:: PAGE EXCERPT ::
################
Ex-WSU star Edwards provides heart


BILL EDWARDS

At Wright State

2,303 career points – No. 1 all-time

907 rebounds – No. 1 all-time

757 points 1992-93 season – No. 1 all-time

45 points vs. Morehead State, Dec. 8, 1992 – No. 1 all-time

16 free throws vs. UIC, March 9, 1993 – tied No. 1 all-time

All Conference – 1st team – 1992 and 1993

Team MVP – 4 years in a row (1990, ‘91, ‘92, ‘93)

Pro career

13 seasons (CBA, Italy, Greece, France, Israel, Germany, Korea and 1994 with Philadelphia 76ers)

Before the catchy nickname, the impressive records and that long, storied hoops career, Bill Edwards hung back, reluctant, it seemed, to take his big shot.

During a stellar senior year of high school — starring in football at Batavia, then transferring to Carlisle and doing the same in basketball — Edwards attracted college recruiters for both sports.

“Most of my offers were in football,” he said. “I can remember sitting in my living room at home with an assistant coach from Georgia Tech, and he offered me a scholarship. But at the time I was a momma’s boy and I knew she wasn’t big on football. Plus, I wasn’t sure I wanted to go all the way to Atlanta.

“In basketball, I got a little interest, but the only two places I really visited were Bowling Green and Wright State. I never made up my mind though and finally it was getting late. It was like May or June and I remember coming in from the park one day and my mother asked me again, ‘What are you going to do about school?’

“I said, ‘I don’t know, Momma,’ and that’s when she had had enough. She just grabbed the letter of intent from Wright State and said ‘Hon, sign it.’ So I just scribbled on it. I’m surprised anyone could read my writing. You could barely make out my name.”
################
:: GIVEN INSTRUCTION A ::
Show each line of the entries below that contains the string "surface", matching upper and lower case exactly.
################
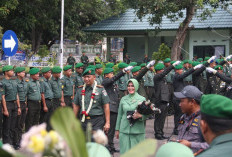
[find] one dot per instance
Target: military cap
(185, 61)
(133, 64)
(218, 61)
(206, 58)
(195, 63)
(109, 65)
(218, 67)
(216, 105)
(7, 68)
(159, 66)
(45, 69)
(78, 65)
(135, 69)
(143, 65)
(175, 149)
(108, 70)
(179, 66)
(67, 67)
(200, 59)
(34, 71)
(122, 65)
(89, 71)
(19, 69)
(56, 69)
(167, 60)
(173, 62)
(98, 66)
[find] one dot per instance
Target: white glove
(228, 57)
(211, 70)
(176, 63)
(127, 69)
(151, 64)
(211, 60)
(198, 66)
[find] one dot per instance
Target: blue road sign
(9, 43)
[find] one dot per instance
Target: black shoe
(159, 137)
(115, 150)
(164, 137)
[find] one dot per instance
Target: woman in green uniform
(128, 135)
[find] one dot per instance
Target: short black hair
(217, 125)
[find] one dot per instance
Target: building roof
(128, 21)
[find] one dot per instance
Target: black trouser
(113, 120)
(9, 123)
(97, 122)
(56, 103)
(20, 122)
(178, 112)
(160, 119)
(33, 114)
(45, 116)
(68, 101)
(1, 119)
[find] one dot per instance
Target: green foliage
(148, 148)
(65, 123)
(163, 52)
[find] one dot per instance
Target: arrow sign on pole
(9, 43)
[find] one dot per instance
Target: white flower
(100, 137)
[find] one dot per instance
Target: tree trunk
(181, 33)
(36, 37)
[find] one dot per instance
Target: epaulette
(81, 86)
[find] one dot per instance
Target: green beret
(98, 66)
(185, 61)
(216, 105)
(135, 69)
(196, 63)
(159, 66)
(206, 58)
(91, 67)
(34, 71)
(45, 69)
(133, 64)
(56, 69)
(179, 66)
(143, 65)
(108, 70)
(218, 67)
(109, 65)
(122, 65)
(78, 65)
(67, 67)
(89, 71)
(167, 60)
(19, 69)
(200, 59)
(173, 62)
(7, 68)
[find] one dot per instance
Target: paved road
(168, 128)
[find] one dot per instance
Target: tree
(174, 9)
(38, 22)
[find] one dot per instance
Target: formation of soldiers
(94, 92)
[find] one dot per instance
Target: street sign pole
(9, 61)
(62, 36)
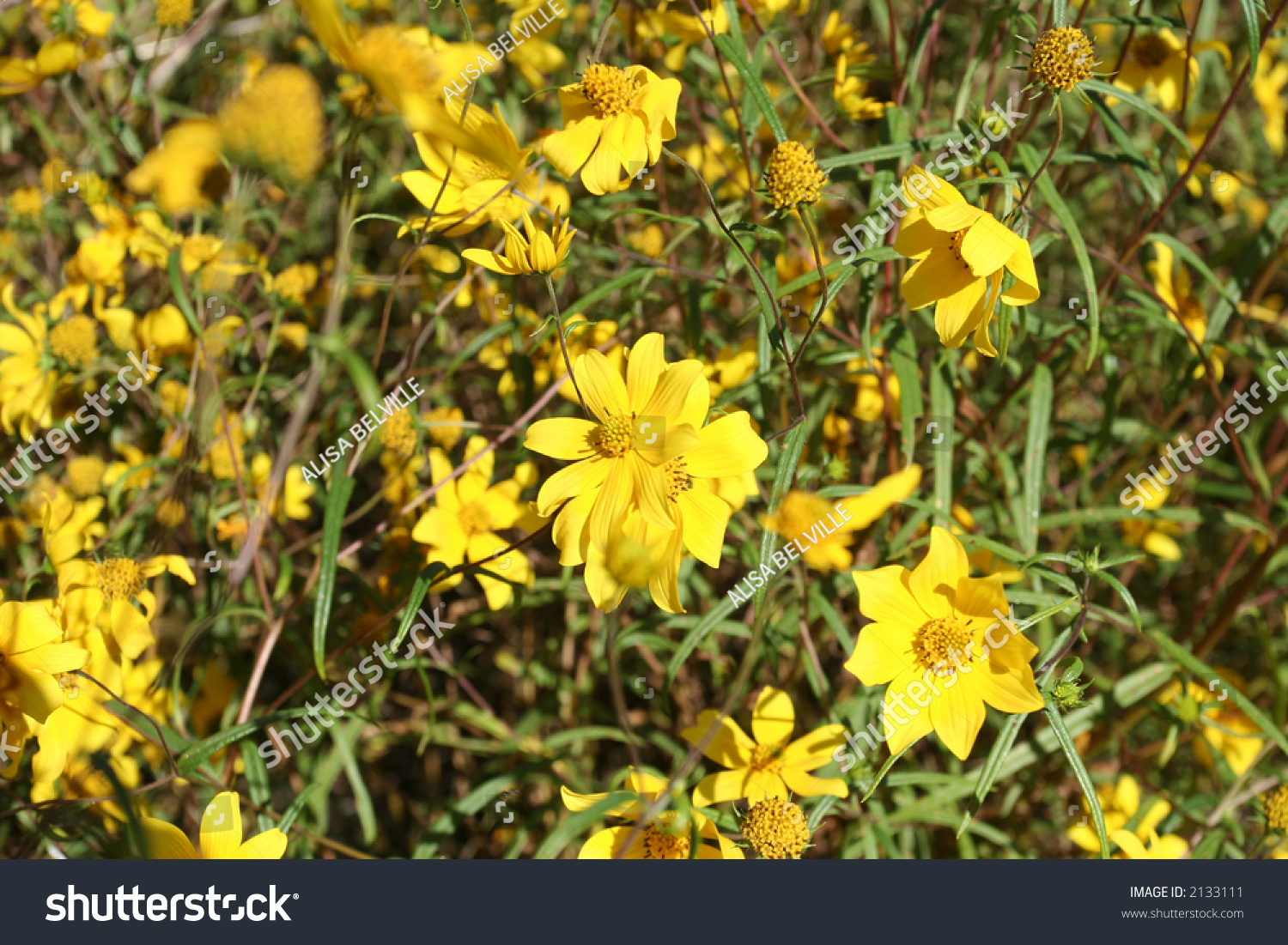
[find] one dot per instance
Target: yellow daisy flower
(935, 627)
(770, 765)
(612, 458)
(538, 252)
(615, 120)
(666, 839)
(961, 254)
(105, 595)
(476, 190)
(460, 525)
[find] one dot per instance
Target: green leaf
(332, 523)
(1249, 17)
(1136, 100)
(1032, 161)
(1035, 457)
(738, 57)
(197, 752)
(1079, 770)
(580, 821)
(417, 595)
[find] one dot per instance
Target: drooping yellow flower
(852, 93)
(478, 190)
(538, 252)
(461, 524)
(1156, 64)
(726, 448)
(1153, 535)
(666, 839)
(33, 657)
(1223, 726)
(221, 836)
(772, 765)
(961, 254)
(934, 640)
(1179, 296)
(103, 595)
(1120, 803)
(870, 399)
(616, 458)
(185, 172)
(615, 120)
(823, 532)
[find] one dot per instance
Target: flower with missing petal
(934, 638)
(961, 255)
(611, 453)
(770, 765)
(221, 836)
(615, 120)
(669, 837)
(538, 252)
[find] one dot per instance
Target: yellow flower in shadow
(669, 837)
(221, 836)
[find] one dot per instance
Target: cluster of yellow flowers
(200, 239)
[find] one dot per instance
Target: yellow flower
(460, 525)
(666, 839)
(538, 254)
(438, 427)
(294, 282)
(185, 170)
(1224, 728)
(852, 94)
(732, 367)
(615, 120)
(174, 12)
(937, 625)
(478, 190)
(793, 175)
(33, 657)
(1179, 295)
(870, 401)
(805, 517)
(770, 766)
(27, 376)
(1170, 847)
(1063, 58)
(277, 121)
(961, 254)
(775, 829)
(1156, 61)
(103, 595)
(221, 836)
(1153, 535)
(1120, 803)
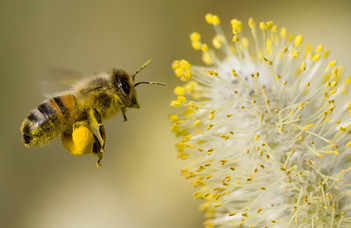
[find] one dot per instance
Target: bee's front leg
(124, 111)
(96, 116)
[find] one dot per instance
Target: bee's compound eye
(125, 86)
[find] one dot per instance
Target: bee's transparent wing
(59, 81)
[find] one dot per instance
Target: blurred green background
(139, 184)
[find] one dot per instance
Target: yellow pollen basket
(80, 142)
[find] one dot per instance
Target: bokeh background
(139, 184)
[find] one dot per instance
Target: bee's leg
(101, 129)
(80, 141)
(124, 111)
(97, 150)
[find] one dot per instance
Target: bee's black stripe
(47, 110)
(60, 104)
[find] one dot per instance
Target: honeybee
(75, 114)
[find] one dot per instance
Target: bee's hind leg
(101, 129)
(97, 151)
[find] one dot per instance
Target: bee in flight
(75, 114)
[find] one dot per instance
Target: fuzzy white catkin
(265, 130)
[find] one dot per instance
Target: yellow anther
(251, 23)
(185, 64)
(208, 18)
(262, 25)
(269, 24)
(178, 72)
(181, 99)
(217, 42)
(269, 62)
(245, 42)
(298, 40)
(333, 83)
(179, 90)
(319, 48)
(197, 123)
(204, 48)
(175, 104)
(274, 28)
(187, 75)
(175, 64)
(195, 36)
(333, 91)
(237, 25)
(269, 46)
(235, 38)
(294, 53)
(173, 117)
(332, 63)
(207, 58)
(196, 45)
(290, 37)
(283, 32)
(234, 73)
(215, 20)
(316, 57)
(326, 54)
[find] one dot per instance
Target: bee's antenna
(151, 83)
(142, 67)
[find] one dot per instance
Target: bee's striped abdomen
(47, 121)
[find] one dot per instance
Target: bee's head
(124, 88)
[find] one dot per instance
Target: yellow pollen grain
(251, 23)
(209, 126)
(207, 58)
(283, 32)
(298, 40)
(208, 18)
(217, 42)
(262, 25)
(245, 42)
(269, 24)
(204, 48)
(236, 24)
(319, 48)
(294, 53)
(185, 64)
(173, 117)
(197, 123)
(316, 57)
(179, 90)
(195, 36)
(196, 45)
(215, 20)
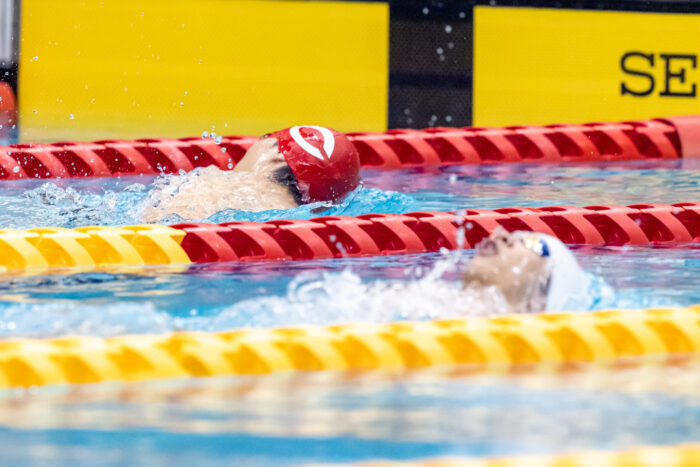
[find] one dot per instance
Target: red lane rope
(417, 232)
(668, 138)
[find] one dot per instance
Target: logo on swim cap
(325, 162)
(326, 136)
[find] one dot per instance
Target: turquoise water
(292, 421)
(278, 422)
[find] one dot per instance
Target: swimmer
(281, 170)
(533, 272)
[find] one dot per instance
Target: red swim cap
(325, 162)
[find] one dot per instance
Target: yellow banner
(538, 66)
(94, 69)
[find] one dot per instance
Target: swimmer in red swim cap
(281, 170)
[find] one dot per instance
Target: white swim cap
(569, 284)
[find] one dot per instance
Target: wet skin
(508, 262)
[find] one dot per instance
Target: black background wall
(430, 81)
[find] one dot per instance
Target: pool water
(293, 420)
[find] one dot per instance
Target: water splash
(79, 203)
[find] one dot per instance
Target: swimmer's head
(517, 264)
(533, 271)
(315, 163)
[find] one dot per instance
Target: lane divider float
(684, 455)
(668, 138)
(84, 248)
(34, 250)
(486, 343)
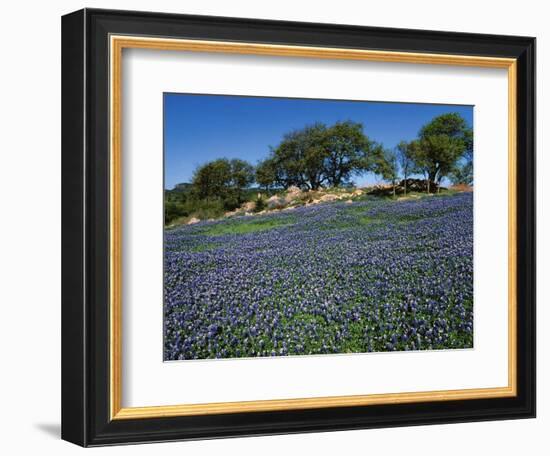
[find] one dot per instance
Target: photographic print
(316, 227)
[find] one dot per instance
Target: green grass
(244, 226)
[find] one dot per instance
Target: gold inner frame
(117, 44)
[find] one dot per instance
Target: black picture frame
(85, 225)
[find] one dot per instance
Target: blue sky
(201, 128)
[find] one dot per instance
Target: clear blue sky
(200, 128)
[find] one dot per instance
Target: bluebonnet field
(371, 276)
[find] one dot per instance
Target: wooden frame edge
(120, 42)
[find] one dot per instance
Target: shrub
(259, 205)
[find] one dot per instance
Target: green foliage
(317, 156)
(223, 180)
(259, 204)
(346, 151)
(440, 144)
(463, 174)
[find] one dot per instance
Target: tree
################
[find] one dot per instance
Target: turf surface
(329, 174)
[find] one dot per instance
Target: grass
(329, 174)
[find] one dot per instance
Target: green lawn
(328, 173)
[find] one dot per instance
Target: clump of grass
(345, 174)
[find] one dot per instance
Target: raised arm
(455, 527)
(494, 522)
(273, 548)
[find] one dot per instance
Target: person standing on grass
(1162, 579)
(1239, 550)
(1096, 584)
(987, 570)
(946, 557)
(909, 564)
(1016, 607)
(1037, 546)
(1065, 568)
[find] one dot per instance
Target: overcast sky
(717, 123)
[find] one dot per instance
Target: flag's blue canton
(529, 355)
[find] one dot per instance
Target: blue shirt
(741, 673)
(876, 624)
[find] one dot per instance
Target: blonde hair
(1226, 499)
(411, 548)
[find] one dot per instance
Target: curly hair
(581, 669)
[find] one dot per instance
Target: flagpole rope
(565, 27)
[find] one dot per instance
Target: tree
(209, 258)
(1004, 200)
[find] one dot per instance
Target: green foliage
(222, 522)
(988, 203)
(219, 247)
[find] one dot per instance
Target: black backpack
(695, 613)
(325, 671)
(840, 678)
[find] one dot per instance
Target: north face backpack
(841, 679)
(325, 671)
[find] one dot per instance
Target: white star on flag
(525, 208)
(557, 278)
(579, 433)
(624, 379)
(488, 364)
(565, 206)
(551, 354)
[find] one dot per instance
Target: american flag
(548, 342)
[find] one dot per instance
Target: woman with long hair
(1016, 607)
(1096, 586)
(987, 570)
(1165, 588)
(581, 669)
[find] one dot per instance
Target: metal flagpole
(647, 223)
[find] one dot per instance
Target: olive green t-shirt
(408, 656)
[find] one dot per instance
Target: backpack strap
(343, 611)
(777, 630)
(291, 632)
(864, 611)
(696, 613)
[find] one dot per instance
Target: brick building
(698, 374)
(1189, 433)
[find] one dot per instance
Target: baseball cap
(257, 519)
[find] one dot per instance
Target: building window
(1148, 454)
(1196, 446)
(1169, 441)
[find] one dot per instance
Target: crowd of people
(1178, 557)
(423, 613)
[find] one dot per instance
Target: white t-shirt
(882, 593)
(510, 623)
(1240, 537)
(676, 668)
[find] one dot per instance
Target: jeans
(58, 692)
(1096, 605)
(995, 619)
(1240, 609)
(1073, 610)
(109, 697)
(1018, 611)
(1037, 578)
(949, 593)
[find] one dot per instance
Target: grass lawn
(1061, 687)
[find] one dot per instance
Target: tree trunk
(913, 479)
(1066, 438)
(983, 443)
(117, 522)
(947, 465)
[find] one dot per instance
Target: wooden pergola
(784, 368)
################
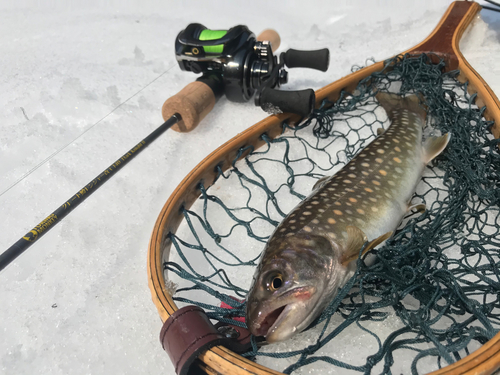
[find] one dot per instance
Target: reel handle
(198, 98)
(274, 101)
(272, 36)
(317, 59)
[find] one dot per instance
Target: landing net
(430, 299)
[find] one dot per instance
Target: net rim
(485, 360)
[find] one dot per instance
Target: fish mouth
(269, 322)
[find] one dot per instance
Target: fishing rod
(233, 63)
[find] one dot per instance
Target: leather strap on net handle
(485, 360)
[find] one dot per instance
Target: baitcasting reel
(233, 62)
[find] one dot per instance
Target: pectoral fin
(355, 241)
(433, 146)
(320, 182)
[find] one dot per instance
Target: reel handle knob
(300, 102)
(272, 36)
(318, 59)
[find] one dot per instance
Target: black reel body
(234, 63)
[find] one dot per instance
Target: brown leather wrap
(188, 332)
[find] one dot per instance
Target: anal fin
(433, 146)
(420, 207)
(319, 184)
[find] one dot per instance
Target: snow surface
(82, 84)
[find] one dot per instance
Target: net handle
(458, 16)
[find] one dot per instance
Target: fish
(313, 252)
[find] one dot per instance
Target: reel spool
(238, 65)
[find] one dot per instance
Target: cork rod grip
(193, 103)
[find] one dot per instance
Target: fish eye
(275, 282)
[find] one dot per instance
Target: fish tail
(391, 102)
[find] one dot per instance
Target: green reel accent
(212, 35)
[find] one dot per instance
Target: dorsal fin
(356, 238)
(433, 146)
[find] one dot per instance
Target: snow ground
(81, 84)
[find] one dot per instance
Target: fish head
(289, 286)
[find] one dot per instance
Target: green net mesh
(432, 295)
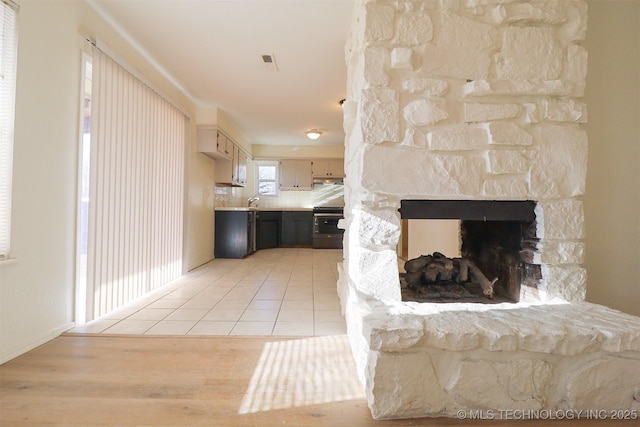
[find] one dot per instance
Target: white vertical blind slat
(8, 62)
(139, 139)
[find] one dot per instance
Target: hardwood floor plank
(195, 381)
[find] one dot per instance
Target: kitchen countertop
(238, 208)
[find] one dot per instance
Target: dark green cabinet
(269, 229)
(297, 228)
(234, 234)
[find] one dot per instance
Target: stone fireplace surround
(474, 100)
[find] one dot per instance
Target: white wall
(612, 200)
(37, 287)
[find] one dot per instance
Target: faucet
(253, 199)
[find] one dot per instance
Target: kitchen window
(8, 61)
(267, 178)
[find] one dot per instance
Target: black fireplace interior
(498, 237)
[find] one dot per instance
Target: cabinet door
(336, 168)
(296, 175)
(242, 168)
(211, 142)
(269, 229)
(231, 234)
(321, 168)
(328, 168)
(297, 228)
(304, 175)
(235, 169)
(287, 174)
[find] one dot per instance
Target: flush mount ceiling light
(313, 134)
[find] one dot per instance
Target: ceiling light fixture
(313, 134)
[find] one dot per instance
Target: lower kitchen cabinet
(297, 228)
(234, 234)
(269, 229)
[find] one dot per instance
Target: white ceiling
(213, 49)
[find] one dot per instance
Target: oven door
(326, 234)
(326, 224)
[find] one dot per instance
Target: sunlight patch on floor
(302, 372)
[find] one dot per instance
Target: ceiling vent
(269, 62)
################
:: GIVEN INSTRUCTION B ::
Carry the Bill Edwards article above further, starting right after its final sentence.

:: WRITTEN ANSWER A ::
Target: turf surface
Target: snow surface

:: WRITTEN ANSWER B ::
Once he got to Wright State, he got rid of any kind of identity crisis by putting his signature on the Raiders program in strokes bolder than anyone had done before or since.

When it comes to WSU basketball, Bill Edwards’ name is everywhere.

He’s No. 1 all-time in career points and career rebounds and a half dozen other categories in the WSU record book. He was the Raiders MVP four seasons straight and twice won first team all conference honors.

And with Morehead State playing the Nutter Center Saturday afternoon, there is a reminder of the Eagles game here almost 20 years ago to the day when Edwards set WSU’s all-time single game scoring mark.

That was the game where he proved his nickname — Dolla Bill — was a perfect fit.

“Chick Ludwig gave me that name,” he said with a chuckle as he recalled the former WSU beat writer for the Dayton Daily News. “He always said if you give me the ball, it was like money in the bank.’”

Against Morehead, Edwards made 20 of 30 shots — pulled down 13 rebounds too — and finished with 45 points in what would be a 102-74 WSU victory.

“Everything that went up went in that day,” he said. “I remember Ralph (head coach Ralph Underhill) took me out with five minutes to go and I wanted to play more.”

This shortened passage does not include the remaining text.